[EXERCISE DESCRIPTION]:
List every line in the material below that contains the string "neck", treating uppercase and lowercase letters as distinct.

▽

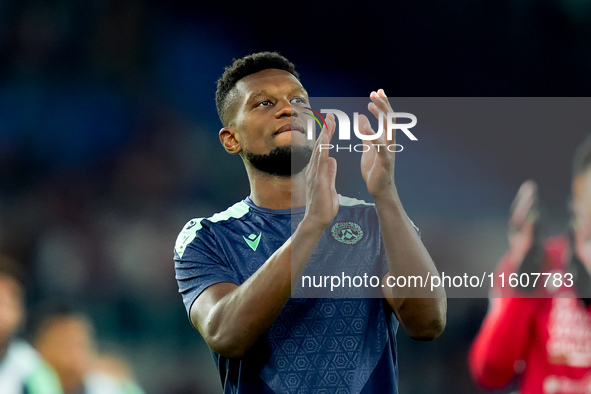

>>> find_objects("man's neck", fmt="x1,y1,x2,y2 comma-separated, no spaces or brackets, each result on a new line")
246,168,306,209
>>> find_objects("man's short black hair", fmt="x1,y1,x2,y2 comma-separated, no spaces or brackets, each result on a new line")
573,134,591,178
215,52,300,126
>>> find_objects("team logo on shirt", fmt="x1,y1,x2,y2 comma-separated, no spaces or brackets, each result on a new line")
330,222,363,245
242,233,261,252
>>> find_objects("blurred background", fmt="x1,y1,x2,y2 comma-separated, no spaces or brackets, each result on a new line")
0,0,591,394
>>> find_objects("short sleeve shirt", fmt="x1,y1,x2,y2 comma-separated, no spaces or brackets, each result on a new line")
174,196,398,394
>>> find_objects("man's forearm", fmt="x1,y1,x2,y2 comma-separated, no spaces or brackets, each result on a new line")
375,189,447,339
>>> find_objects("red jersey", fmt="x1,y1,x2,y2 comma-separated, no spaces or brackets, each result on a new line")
469,237,591,394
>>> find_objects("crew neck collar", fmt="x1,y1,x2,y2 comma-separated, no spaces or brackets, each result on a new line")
244,197,306,215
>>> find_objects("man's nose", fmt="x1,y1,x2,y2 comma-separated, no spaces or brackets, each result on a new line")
276,99,299,118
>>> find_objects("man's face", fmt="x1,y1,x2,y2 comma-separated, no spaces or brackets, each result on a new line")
36,316,94,384
572,169,591,236
220,69,314,175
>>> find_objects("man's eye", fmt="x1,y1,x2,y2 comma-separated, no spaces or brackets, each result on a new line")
291,97,306,104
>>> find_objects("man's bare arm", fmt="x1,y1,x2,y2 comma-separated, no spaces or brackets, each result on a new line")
359,89,447,340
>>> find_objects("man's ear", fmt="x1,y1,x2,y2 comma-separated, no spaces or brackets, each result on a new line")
219,126,242,155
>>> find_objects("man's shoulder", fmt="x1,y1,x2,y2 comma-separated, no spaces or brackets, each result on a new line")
174,200,250,257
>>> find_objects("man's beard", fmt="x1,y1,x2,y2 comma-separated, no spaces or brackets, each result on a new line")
245,146,312,176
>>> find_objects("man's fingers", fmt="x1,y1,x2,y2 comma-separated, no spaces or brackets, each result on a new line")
369,89,392,113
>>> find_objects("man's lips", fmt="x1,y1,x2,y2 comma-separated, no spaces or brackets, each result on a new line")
275,123,306,135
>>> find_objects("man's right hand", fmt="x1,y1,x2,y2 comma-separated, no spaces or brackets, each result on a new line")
509,179,540,270
302,114,339,231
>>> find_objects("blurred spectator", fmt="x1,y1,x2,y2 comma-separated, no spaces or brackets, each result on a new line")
469,136,591,394
0,254,40,394
27,303,143,394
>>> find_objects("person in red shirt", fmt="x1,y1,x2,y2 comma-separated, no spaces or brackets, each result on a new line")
469,136,591,394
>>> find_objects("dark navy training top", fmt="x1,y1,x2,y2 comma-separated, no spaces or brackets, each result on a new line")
174,196,398,394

△

[EXPECTED OUTPUT]:
>>> find_objects("man's neck", fmt="x1,y1,x2,y2 comma-separated, no spaces or brackets, each result on a new line")
>>> find_objects("crew neck collar", fmt="x1,y1,x2,y2 comma-separated, no spaces or brackets, each result on a new line")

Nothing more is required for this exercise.